▸ **Exercise 1**
From the rows below, pull out every line that contains the string "front". Case counts.

══ Supplied text ══

However, the present disclosure is not limited to this. In some
implementations, the spacer S may be a granular spacer or an
optical spacer. However, the present disclosure is not limited to
this.
[0075] Referring to FIG. 12A, FIG. 12A is a schematic configuration
diagram of a local circuit of a transparent display apparatus 100J
according to some implementations of the present disclosure. At
least one difference between the local circuit that is of the
transparent display apparatus 100J and that is drawn in FIG. 12A
and the local circuit that is of the transparent display apparatus
100I and that is drawn in FIG. 10A lies in that, in the local
circuit that is of the transparent display apparatus 100J and that
is drawn in FIG. 12A, an electrode 314 of the second switch
transistor 310 and the circuit junction 220 of the pixel circuit
200 are electrically coupled to the same high potential voltage
supply source OVDD. Other details in this implementation are
roughly described above, and are not described herein again.
[0076] In addition, for example, a specific equivalent circuit
diagram of the local circuit described in this implementation may
be shown in FIG. 12B. FIG. 12B is an equivalent circuit diagram of
the local circuit of FIG. 12A according to some implementations of
the present disclosure. At least one difference between the
equivalent circuit diagram of the local circuit in FIG. 12B and the
equivalent circuit diagram of the local circuit in FIG. 10B lies in
that, in the equivalent circuit diagram of the local circuit in
FIG. 12B, the high potential voltage supply source OVDD' is
omitted, and the transistor M7 is electrically coupled to the high
potential voltage supply source OVDD.
[0077] Referring to FIG. 13, FIG. 13 is a schematic configuration
diagram of a local circuit of a transparent display apparatus 100K
according to some implementations of the present disclosure. At
least one difference between the local circuit that is of the
transparent display apparatus 100K and that is drawn in FIG. 13 and
the local circuit that is of the transparent display apparatus 100J
and that is drawn in FIG. 12A lies in that, in the local circuit
that is of the transparent display apparatus 100K and that is drawn
in FIG. 13, the second LED 130 may include electrodes El and E2,
and the electrodes El and E2 are respectively electrically coupled
to the second switch transistor 310 and the high potential voltage
supply source OVDD. In addition, the circuit junction 220 of the
pixel circuit 200 is also electrically coupled to the high
potential voltage supply source OVDD. That is, the second LED 130
is coupled between the high potential voltage supply source OVDD
and the second switch transistor 310, and the high potential
voltage supply source OVDD may be electrically connected to the
second switch transistor 310 by using the second LED 130.

═══
══ Source data ══

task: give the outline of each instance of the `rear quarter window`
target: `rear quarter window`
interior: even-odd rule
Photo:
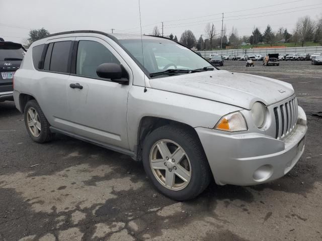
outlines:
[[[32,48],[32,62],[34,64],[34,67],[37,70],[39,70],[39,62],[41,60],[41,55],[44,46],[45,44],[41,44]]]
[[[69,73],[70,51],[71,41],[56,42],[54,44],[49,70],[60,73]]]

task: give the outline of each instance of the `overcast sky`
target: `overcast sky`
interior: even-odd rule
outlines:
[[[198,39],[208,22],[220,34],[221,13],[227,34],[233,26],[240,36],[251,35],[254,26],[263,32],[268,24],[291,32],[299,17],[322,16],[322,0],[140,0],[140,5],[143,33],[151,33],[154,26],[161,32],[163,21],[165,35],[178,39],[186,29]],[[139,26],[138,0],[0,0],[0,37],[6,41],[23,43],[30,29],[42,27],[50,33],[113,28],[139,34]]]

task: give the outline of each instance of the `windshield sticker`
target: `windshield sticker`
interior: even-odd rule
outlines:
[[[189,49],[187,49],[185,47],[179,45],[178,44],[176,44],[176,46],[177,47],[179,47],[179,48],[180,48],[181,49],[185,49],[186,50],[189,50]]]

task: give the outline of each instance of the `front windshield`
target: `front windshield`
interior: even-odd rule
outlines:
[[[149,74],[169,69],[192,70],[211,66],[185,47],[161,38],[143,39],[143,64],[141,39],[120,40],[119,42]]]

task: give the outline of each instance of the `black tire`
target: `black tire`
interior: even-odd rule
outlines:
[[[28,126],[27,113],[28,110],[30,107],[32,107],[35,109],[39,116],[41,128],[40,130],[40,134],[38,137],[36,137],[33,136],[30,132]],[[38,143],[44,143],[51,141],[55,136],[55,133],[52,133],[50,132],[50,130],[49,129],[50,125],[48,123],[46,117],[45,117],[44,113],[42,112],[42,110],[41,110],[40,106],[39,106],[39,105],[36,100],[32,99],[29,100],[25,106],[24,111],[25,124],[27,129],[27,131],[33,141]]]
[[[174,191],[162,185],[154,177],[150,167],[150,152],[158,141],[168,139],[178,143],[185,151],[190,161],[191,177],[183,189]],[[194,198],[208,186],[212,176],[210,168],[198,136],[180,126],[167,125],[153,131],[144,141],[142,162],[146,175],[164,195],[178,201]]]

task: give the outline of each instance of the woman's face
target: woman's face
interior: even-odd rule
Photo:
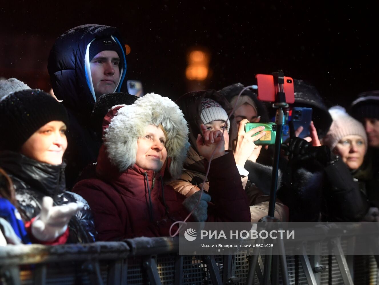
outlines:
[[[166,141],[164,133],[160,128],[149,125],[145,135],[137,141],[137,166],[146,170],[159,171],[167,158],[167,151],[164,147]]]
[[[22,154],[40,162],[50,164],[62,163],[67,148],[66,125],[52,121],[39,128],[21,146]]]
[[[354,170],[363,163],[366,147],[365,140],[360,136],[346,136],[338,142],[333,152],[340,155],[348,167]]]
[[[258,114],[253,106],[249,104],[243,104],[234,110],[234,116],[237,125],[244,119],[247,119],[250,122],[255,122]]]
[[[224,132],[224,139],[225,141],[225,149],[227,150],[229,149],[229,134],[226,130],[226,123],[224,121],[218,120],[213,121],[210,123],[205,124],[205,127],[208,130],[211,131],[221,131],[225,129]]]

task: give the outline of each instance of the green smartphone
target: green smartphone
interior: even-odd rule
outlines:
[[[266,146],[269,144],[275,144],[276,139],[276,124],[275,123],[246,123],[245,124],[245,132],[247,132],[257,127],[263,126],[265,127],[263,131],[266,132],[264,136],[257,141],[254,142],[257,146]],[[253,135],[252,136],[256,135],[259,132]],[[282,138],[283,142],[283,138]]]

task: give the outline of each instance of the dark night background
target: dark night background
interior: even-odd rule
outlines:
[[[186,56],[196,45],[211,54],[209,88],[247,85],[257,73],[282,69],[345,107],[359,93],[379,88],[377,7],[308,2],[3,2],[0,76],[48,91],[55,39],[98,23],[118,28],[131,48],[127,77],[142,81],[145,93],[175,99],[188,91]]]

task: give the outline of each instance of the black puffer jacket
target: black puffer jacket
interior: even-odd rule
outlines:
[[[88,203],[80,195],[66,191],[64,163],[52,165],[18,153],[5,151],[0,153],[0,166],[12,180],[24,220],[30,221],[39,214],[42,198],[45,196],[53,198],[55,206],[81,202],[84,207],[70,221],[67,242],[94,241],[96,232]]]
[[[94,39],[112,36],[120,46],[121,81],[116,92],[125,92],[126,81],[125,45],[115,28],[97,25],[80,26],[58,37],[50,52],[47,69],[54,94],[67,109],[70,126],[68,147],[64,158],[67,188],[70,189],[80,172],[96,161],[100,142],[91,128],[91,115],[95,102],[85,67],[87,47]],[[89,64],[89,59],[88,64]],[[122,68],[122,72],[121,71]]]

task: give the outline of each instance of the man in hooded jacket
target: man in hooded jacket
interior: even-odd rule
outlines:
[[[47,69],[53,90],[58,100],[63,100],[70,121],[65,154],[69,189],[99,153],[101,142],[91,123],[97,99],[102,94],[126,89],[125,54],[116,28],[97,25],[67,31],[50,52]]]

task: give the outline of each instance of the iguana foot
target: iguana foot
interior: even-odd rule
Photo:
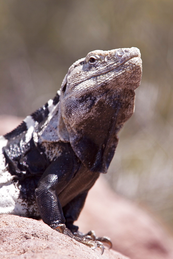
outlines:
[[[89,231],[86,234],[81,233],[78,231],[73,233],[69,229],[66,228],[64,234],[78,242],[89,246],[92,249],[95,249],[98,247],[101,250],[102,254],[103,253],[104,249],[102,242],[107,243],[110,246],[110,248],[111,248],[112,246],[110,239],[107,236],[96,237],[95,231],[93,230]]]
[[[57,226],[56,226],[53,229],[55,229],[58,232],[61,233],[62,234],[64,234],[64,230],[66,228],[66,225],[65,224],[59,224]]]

═══

▸ **Exercise 2**
In the display-circuit excerpt above, for the local circuit of the transparent display apparatus 100K drawn in FIG. 13, how can the high potential voltage supply source OVDD be electrically connected to the second switch transistor 310? Answer in one to three sentences.

▸ **Correct output 1**
task: give the outline of each instance of the `front windshield`
target: `front windshield`

▸ **Correct output 2**
The second LED 130 has two electrodes. One is electrically coupled to the second switch transistor 310 and the other to the high potential voltage supply source OVDD. The LED is therefore coupled between OVDD and the transistor, so OVDD may be electrically connected to the second switch transistor 310 by way of the second LED 130.